(Task) Please return the full listing below without altering anything.

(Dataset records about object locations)
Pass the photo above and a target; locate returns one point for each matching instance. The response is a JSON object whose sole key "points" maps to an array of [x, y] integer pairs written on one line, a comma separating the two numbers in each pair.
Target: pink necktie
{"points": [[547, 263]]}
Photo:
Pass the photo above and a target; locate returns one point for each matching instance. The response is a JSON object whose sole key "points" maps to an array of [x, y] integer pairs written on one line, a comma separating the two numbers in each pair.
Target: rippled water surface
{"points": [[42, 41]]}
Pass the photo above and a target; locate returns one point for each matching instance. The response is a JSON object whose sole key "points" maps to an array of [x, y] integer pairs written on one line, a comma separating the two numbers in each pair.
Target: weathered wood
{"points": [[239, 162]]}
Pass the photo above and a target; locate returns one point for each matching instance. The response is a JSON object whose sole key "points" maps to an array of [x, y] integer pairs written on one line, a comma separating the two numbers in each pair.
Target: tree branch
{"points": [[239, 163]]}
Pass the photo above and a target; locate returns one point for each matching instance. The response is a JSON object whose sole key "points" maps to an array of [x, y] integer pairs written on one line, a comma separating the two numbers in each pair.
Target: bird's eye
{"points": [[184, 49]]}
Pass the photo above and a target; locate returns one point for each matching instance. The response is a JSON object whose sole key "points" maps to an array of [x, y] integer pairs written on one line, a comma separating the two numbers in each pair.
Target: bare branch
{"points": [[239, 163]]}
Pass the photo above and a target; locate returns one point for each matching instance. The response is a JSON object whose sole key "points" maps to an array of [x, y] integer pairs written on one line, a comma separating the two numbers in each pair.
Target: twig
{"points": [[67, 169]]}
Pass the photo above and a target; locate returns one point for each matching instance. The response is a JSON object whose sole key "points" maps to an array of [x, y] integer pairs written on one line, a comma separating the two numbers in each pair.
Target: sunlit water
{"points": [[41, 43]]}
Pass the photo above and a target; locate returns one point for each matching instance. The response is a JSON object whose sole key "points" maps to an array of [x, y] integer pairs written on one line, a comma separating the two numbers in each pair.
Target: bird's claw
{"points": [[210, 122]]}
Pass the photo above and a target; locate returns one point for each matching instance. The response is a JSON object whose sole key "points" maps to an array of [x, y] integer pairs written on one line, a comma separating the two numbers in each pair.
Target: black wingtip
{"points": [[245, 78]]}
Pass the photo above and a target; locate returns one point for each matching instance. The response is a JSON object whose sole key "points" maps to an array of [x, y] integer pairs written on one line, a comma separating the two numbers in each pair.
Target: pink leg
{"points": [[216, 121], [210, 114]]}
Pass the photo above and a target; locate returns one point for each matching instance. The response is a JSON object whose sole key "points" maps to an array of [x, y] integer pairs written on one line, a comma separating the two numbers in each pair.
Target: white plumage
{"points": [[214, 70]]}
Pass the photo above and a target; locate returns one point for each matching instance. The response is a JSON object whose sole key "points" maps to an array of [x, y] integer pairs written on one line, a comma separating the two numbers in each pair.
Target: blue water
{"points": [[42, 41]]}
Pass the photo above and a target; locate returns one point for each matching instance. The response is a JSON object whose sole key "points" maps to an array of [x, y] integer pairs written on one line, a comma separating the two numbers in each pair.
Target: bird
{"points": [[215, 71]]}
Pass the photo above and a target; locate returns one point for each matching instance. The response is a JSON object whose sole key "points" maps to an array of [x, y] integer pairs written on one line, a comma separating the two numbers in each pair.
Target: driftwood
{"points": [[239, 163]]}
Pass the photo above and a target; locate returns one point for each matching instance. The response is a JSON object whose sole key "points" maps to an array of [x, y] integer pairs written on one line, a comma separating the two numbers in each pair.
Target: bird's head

(Task result)
Pass the photo above and a target; locate returns one point for each matching instance. The response is a JSON object whose sole key "points" maps to an array of [x, y] integer pairs written on one line, a comma separating the two numbers in each pair.
Target: pink necktie
{"points": [[547, 263]]}
Photo:
Pass the photo above and a target; locate returns one point for each matching instance. The response is a JSON object whose sole key "points" maps to an array of [x, y] integer pairs written on one line, a comma separating the two numbers in each pair.
Target: rippled water surface
{"points": [[42, 41]]}
Pass the photo above and a target; locate returns one point for each matching instance. The response is a JSON object whose sole key "points" maps to an array of [x, y] integer pairs written on one line, a comma separating the two numbers in each pair.
Target: weathered wood
{"points": [[239, 162]]}
Pass the photo above and a target; locate returns one point for each matching instance. The response is a JSON object whose sole key "points" maps to an array of [x, y] integer pairs written on one line, a comma separating the two numbers in each pair.
Target: tree branch
{"points": [[239, 163]]}
Pass the photo above and a target; locate returns one point for each matching instance. The response is a JSON object whose sole key "points" maps to an array of [x, y] integer pairs written on one line, a comma separating the two numbers in each pair.
Target: bird's eye
{"points": [[184, 49]]}
Pass the photo above and a target; locate returns one point for each matching instance. The response is a JSON object whose sole key "points" maps to an array of [x, y] integer pairs written on one line, a comma separating the two numbers in each pair.
Target: bare branch
{"points": [[239, 163]]}
Pass the photo above and a target; locate returns one point for each matching instance. The response is a JSON object whose sole key "points" maps to an array of [x, y] integer pairs written on one line, a comma separating the two numbers in each pair.
Target: twig
{"points": [[67, 169]]}
Pass the photo above and a target; locate returns one point for each matching instance. The response is a JSON object whose sole key "points" maps to an array of [x, y] integer pairs written on one line, a comma separating the two numbers in each pair.
Target: sunlit water
{"points": [[41, 43]]}
Pass the photo above and a target; locate returns one point for each matching instance. The response is a JSON object whose sole key "points" maps to an array of [x, y] integer pairs written on one line, a comma separating the two numbers in each pair.
Target: bird's claw
{"points": [[210, 122]]}
Pass the photo above and a target; locate returns one point for each matching instance. The response is a JSON object whose sole key "points" maps to an array of [x, y] integer pairs written on one line, a comma separating the two numbers in each pair.
Target: black wingtip
{"points": [[245, 78]]}
Pass the photo above and a target; locate returns one point for each matching instance. The response is a JSON object whose sole key "points" maps to an array of [x, y] integer pairs written on one line, a comma separating the two numbers in each pair.
Target: pink leg
{"points": [[216, 121], [210, 114]]}
Pass the photo above and a target; locate returns one point for each matching instance. The response is a JSON object whose sole key "points" maps to an array of [x, y] integer pairs written on one line, a comma separating the two numbers in each pair.
Target: white plumage
{"points": [[214, 70]]}
Pass the photo above and a target; locate returns one point for each matching instance. The response is a JSON object whose sole key "points" maps to an array of [x, y] integer pairs written on one line, a comma separating the two numbers in each pair.
Target: blue water
{"points": [[42, 41]]}
Pass the photo above and a target; locate returns one point for each matching instance. The response is a JSON object whose sole key "points" maps to an array of [x, y] integer pairs written on one line, a comma separating the two numbers in each pair.
Target: bird
{"points": [[215, 71]]}
Pass the photo above and a target; locate returns one point for each matching instance. The response is a JSON object whose sole key "points" maps to an array of [x, y] integer pairs written on one line, a comma separating the two numbers in each pair.
Target: driftwood
{"points": [[239, 163]]}
Pass the photo above and a target; locate returns one point for each matching instance. The response is a JSON object whose sole key "points" maps to an array of [x, y] integer pairs written on one line, a comma separating the two numbers in each pair.
Target: bird's head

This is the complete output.